== Task requirements ==
Retype the data exactly, leaving nothing out.
Input data Start Marker
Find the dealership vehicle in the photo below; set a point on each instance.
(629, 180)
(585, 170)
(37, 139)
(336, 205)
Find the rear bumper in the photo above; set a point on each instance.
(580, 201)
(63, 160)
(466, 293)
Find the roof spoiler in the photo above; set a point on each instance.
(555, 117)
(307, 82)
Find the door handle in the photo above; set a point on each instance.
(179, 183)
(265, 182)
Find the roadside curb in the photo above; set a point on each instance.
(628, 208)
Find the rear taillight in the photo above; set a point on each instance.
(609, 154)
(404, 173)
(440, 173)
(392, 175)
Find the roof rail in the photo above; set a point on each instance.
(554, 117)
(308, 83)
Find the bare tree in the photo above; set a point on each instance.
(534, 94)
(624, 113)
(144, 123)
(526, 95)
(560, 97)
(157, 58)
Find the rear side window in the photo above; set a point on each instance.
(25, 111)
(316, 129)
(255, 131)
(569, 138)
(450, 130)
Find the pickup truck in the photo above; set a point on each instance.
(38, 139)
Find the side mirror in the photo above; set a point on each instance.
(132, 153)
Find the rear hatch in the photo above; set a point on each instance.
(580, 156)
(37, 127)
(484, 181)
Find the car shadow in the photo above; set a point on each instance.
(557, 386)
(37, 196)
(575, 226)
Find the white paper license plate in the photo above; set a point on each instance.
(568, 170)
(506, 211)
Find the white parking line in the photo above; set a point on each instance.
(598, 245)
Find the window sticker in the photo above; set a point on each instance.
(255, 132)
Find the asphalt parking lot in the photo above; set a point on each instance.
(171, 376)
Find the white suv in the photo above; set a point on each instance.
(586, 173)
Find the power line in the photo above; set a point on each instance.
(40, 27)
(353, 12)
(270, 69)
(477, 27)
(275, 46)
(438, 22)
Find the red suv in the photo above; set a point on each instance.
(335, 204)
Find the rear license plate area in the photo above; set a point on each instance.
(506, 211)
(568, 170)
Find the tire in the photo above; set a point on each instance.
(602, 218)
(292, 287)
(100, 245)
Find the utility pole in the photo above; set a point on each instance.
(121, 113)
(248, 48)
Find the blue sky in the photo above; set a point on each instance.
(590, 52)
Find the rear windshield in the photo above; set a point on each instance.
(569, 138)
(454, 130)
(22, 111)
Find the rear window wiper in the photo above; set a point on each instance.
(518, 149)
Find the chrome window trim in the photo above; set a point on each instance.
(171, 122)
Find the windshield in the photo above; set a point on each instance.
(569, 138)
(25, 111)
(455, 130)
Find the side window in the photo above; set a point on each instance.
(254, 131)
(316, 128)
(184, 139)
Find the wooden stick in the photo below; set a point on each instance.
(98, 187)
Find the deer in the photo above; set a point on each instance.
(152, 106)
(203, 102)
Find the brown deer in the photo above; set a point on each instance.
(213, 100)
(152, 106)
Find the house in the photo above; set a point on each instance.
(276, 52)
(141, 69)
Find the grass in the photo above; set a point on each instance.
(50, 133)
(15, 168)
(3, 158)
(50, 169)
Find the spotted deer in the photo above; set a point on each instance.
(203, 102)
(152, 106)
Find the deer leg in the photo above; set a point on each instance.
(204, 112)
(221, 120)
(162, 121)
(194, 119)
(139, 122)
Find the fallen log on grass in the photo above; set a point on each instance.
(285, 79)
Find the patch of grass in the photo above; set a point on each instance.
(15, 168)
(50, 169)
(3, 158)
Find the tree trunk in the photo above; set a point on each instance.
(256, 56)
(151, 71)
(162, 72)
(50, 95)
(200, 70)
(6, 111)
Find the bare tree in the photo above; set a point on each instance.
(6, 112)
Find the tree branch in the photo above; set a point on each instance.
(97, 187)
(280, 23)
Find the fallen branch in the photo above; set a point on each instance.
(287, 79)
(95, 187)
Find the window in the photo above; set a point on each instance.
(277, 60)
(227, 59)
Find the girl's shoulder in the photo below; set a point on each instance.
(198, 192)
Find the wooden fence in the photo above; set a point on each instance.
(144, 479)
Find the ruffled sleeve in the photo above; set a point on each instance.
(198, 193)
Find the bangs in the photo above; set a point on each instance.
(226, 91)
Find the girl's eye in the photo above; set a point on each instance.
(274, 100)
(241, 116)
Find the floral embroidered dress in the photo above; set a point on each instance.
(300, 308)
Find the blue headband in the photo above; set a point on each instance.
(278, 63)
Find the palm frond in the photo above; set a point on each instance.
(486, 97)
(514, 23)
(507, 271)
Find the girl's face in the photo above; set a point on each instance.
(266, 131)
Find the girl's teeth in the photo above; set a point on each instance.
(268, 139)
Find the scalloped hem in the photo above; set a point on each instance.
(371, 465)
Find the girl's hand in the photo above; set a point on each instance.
Input data End Marker
== Answer to this exercise ==
Find the dealership vehicle in the photo below; set a point on each instance.
(629, 180)
(585, 170)
(37, 139)
(336, 205)
Find the rear bumper in the photo above; set a point on each instance.
(580, 201)
(63, 160)
(466, 293)
Find the roof spoiler in the photo above; set a point on each instance.
(555, 117)
(307, 82)
Find the door handle in the photo above; set a point on each instance.
(179, 183)
(265, 182)
Find the roadside curb in the photo above; set a point on each instance.
(628, 208)
Find the rear taillight in the photo above; set a point on each instance.
(609, 154)
(404, 173)
(440, 173)
(392, 175)
Find the roof rail in the photo above; set a point on each instance.
(554, 117)
(308, 83)
Find the bare tree in the photo above; set a point on each instance.
(534, 94)
(624, 113)
(144, 123)
(526, 95)
(560, 97)
(157, 58)
Find the rear side window in the photo above; set a point on each instance.
(25, 111)
(316, 129)
(255, 131)
(569, 138)
(450, 130)
Find the pickup truck in the photo above; set a point on each instance.
(38, 139)
Find the side mirror in the photo above; set a point on each instance.
(132, 153)
Find the rear hatch in the photo above; set a point on each instance.
(580, 156)
(37, 127)
(484, 181)
Find the car shadow in the photo above; set a point on each instance.
(557, 386)
(37, 196)
(575, 226)
Find the white paper license plate in the photo above; set a point on each instance.
(568, 170)
(506, 211)
Find the white parking line in the photo above; set a point on each instance.
(598, 245)
Find the window sticker in the photo above; set a point on each instance.
(255, 132)
Find the asphalt parking lot in the photo above; set a point on each instance.
(171, 376)
Find the white suv in the photo above; set a point on each instance.
(586, 173)
Find the power line in the photo above; set a point on each instance.
(40, 27)
(353, 12)
(270, 69)
(477, 27)
(275, 46)
(438, 22)
Find the red suv in the photo above; set a point on each instance.
(335, 204)
Find the rear license plate area in the photo above; set a point on each instance.
(506, 211)
(568, 170)
Find the tire in the photo above; set a point on each instance.
(602, 218)
(292, 287)
(100, 245)
Find the utility pole in the photo above; set a point on each instance.
(121, 113)
(248, 48)
Find the blue sky in the photo above; set a point on each instance.
(590, 52)
Find the rear windshield in the photo above; set a point on each instance.
(569, 138)
(454, 130)
(22, 111)
Find the rear window wiper in the photo above; set a point on each instance.
(518, 149)
Find the chrome window trim in the photo above; set a point on each instance.
(171, 122)
Find the windshield in the photo above; set a point on each instance.
(569, 138)
(25, 111)
(455, 130)
Find the side window in the photo above; set a point on each instance.
(254, 131)
(316, 128)
(184, 139)
Find the wooden stick in the photo below; set a point on each instance.
(98, 187)
Find the deer in the photo above; set a point on each instance.
(152, 106)
(203, 102)
Find the brown deer in the photo above; set a point on each instance.
(213, 100)
(152, 106)
Find the house in the photo above; set a point on each instance.
(276, 52)
(141, 69)
Find the grass in the photo above; set a point on each instance.
(50, 133)
(15, 168)
(3, 158)
(50, 169)
Find the spotted deer in the photo above; set a point on each instance.
(203, 102)
(152, 106)
Find the deer leg in the photo above; set a point on each instance.
(204, 112)
(221, 120)
(162, 121)
(194, 119)
(139, 122)
Find the fallen log on grass in the photo above; set a point on each instance.
(285, 79)
Find the patch of grass in the photo above; set a point on each instance.
(15, 168)
(50, 169)
(3, 158)
Find the tree trunk in the photo above; set a point on each instance.
(256, 56)
(151, 71)
(162, 72)
(50, 95)
(200, 70)
(6, 111)
Find the bare tree in the photo above; set a point on each instance.
(6, 112)
Find the tree branch in the photo above; set a point on each instance.
(97, 187)
(280, 23)
Find the fallen branch in the photo above; set a point on each instance.
(287, 79)
(95, 187)
Find the window in the photo above; set a point on each instance.
(277, 60)
(227, 59)
Find the girl's shoulder in the photo below; set a point on each instance.
(198, 192)
Find the wooden fence in the photo above; set a point on each instance.
(144, 479)
Find the ruffled sleeve in the photo above; set a point on each instance.
(198, 193)
Find the bangs in the photo above; set a point on each instance.
(226, 91)
Find the girl's eye in the photo above; set a point on each instance.
(274, 100)
(241, 116)
Find the floral embroidered dress in the photo above; set a point on each instance.
(300, 308)
Find the blue headband in the photo above; set a point on each instance.
(278, 63)
Find the palm frond in the photo above; set a point on each instance.
(486, 97)
(514, 23)
(507, 271)
Find the girl's face in the photo above; set a point on each instance.
(266, 131)
Find the girl's teeth in the photo above; set a point on each instance.
(268, 139)
Find the scalloped hem in the photo above; set a point on each instance.
(371, 465)
Find the girl's hand in the photo above; set a point on each instance.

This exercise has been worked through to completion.